EXERCISE DATA
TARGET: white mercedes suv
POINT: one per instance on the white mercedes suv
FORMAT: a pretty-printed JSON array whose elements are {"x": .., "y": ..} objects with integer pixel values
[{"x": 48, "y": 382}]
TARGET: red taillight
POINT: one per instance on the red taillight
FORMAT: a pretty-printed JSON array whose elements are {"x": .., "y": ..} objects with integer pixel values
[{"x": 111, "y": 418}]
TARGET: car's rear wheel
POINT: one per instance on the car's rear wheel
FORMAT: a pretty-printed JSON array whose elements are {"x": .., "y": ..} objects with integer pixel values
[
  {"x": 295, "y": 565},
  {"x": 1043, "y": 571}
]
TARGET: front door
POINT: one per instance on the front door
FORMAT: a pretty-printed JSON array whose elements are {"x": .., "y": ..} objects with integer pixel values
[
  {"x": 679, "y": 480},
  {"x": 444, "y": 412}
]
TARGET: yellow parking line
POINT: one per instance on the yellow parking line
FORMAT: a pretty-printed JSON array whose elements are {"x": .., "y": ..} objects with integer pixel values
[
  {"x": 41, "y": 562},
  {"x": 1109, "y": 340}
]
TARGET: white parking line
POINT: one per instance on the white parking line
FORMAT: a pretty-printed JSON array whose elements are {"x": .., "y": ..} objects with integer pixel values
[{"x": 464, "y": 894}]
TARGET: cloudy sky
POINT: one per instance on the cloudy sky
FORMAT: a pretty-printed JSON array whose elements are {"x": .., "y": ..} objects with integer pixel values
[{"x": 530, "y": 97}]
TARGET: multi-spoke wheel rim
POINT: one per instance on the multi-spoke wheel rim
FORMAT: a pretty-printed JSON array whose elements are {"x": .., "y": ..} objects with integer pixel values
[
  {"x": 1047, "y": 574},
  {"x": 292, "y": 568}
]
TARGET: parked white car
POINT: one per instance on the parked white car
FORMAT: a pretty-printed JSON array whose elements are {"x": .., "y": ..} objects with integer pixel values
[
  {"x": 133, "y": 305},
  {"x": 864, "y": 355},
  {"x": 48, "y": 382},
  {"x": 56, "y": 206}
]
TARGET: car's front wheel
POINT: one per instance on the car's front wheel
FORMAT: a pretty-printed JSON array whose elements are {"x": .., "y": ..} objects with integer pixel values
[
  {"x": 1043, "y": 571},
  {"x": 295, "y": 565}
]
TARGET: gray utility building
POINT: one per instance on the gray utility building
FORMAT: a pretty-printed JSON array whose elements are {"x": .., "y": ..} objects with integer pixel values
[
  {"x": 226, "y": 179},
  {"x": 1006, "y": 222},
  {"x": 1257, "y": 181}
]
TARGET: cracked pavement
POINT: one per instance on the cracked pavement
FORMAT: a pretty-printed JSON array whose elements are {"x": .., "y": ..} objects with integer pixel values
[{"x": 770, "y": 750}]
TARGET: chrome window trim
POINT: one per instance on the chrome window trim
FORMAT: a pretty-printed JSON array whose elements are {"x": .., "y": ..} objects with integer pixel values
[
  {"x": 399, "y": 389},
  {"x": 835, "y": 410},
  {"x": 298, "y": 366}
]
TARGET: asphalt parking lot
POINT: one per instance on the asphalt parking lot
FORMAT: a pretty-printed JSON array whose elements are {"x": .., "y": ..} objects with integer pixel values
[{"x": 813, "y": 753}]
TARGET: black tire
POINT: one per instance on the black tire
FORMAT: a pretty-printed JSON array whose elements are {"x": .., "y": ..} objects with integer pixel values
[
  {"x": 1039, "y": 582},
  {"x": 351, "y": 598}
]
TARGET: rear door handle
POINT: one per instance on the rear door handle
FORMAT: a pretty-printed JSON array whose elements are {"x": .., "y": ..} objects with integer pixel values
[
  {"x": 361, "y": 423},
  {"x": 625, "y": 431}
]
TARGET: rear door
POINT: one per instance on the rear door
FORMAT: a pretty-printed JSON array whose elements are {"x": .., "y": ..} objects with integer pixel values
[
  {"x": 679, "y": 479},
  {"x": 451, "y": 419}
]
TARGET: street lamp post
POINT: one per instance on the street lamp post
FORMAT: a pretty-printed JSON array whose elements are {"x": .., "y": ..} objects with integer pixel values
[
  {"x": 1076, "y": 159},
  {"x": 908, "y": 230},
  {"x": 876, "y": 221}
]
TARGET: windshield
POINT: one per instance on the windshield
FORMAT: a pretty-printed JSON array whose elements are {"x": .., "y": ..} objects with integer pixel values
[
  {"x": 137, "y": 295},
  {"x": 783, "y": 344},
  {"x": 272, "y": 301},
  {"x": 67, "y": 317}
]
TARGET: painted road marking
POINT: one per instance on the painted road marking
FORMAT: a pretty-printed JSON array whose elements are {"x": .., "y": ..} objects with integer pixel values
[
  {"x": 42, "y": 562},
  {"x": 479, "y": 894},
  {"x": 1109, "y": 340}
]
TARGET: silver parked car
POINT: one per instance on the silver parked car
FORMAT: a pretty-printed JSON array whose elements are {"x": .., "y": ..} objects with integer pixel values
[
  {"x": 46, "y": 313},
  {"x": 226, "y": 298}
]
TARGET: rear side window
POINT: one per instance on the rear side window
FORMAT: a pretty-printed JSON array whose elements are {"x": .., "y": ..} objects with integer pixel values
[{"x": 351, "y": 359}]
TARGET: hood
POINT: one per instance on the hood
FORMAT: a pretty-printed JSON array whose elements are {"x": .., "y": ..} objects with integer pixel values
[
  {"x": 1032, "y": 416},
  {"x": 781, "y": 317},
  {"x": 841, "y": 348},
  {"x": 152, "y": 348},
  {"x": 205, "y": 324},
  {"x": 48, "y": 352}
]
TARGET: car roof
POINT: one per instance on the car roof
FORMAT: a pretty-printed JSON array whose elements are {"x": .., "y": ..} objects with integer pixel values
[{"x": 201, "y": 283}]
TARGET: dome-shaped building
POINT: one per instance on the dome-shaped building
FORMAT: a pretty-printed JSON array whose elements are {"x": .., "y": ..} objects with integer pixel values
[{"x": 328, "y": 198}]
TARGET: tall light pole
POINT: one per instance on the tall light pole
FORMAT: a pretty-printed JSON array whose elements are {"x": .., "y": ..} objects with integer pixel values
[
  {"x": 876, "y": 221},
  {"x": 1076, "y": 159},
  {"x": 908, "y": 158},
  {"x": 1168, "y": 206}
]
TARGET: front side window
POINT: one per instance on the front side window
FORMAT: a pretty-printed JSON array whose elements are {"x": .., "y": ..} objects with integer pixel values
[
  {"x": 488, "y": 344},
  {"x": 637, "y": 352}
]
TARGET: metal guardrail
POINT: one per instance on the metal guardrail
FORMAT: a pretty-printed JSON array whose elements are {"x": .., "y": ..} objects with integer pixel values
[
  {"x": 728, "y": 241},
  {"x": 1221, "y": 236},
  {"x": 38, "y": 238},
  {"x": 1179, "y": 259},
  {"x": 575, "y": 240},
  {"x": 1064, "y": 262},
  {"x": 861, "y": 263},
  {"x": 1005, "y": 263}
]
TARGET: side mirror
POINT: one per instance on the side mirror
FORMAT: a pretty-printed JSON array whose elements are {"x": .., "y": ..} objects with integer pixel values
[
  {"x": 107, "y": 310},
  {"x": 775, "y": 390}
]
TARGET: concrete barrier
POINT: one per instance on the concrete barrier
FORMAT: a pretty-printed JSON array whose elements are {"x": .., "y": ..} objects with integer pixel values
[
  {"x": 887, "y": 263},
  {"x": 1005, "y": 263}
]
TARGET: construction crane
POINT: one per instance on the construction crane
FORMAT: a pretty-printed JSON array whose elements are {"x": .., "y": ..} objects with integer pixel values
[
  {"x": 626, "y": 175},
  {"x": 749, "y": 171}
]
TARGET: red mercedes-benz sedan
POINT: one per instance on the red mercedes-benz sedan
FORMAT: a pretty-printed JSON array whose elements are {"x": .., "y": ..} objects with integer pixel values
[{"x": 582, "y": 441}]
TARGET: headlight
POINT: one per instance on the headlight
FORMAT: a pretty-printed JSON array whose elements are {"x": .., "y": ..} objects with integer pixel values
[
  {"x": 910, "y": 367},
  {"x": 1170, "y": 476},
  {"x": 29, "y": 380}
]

WHAT YOU ARE ASKED TO DO
Nothing outside the span should appear: transcribe the lines from the one containing "TARGET: construction crane" through the last line of the records.

RESPONSE TO THE EXERCISE
TARGET: construction crane
POINT: one per instance on the construction crane
FORMAT: a pretty-printed JSON array whose elements are {"x": .., "y": ..} objects with integer pixel values
[
  {"x": 626, "y": 175},
  {"x": 749, "y": 171}
]
TARGET: red mercedes-benz sedan
POINT: one per instance on the red mercedes-benz sedan
FORMAT: a pretty-printed JSON array whose elements are {"x": .., "y": ..} objects with integer pixel values
[{"x": 582, "y": 441}]
TARGET: headlight
POINT: one per instance on the headlight
FORMAT: a pretty-printed JSON array whose elements are {"x": .., "y": ..} objects with integer pixel values
[
  {"x": 910, "y": 367},
  {"x": 1170, "y": 476},
  {"x": 29, "y": 380}
]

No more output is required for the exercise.